Start Listed entries

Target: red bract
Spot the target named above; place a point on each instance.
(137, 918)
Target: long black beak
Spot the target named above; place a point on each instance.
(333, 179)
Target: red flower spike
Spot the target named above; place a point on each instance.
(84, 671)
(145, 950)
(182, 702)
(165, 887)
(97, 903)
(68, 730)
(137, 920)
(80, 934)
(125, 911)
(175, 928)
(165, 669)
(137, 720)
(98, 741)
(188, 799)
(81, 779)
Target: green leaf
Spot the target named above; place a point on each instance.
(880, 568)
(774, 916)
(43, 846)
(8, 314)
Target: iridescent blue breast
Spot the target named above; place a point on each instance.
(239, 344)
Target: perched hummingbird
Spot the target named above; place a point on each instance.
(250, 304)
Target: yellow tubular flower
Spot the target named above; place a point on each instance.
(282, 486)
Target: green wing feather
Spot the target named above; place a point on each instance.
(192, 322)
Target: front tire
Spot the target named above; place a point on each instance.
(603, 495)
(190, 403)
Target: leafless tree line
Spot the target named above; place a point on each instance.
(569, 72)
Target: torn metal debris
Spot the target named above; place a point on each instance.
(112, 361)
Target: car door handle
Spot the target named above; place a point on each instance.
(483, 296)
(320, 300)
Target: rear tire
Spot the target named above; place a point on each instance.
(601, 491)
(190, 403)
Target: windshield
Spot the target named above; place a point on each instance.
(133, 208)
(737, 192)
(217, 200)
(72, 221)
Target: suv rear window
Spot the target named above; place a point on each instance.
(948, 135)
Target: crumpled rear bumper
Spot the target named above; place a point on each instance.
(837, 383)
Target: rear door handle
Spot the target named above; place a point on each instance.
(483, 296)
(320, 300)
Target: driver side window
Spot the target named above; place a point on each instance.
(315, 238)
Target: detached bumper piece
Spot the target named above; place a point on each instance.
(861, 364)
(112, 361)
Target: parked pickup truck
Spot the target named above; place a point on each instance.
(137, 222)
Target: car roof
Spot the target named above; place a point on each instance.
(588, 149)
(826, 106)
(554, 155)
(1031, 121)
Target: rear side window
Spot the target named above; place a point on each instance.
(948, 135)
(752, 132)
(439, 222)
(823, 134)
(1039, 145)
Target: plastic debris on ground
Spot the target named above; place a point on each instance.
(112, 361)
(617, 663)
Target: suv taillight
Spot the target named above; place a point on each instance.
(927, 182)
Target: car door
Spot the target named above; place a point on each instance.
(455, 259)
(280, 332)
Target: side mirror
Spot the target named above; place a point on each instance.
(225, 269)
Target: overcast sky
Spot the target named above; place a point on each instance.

End Listed entries

Requirements =>
Render every entry above as a numbered list, omitting any blank lines.

Final answer =>
1. Target: red bract
2. Spot the target named above; place a point on each instance.
3. (137, 918)
4. Target: long black beak
5. Spot the target named above; place a point on each instance.
6. (333, 179)
7. Target: red flower spike
8. Spot the target named above; place a point on each instance.
9. (84, 671)
10. (145, 950)
11. (182, 702)
12. (165, 887)
13. (97, 903)
14. (68, 730)
15. (137, 920)
16. (80, 934)
17. (125, 911)
18. (175, 928)
19. (165, 669)
20. (137, 720)
21. (98, 741)
22. (188, 799)
23. (81, 779)
24. Target: green leaf
25. Spot the target named above; place a point on each instance.
26. (880, 568)
27. (774, 916)
28. (43, 846)
29. (8, 314)
30. Target: iridescent blue breast
31. Spot the target named above; place a point on each instance.
32. (239, 344)
33. Target: perched hummingbird
34. Spot the target named above; place a point on each instance.
35. (250, 304)
36. Target: yellow tubular flower
37. Spot the target named above; place a point on each instance.
38. (282, 486)
39. Target: green wing feather
40. Spot the target named above; place a point on each instance.
41. (192, 322)
42. Target: front tire
43. Spot the target named above; place a point on each instance.
44. (603, 495)
45. (190, 403)
46. Target: leafless tree line
47. Spot the target named above; place a point on each instance.
48. (569, 72)
49. Target: torn metal debris
50. Spot the target named above; place a point on each instance.
51. (112, 361)
52. Target: car door handle
53. Spot the target named above; place a point on each instance.
54. (483, 296)
55. (320, 300)
56. Target: rear tire
57. Spot the target named above; place a point on each instance.
58. (601, 491)
59. (190, 403)
60. Target: windshield
61. Spot the target named above; place a point on each instance.
62. (133, 208)
63. (737, 192)
64. (217, 200)
65. (72, 221)
66. Target: suv rear window
67. Spot the target named above; place a point on each instance.
68. (948, 135)
69. Target: crumpled rear bumper
70. Spot the target named above; place a point on each instance.
71. (837, 383)
72. Target: rear door handle
73. Spot the target named above; place a point on each instance.
74. (483, 296)
75. (320, 300)
76. Target: driver side window
77. Spot the target named above; place a point on each instance.
78. (315, 238)
79. Target: detached bumper piece
80. Spot the target named above; place a point on each instance.
81. (861, 364)
82. (112, 361)
83. Target: parked pickup truck
84. Spot the target named above; place a point on each instance.
85. (137, 222)
86. Target: car roof
87. Spot the target named above; place a point on each instance.
88. (588, 149)
89. (826, 106)
90. (554, 155)
91. (1031, 121)
92. Target: rear side window
93. Spot the target named above; place a point on each instance.
94. (948, 135)
95. (752, 132)
96. (439, 222)
97. (823, 134)
98. (1039, 145)
99. Target: plastic debris on ground
100. Spot the target named above; place a point on each instance.
101. (112, 361)
102. (617, 663)
103. Target: suv taillight
104. Spot the target named above; place a point on each instance.
105. (927, 182)
106. Target: car door
107. Spot the target named above; place a point on each instance.
108. (455, 259)
109. (280, 332)
110. Target: side mirror
111. Spot the target named above; place a point on each instance.
112. (225, 269)
113. Target: overcast sky
114. Spot the target named above; place a point on each instance.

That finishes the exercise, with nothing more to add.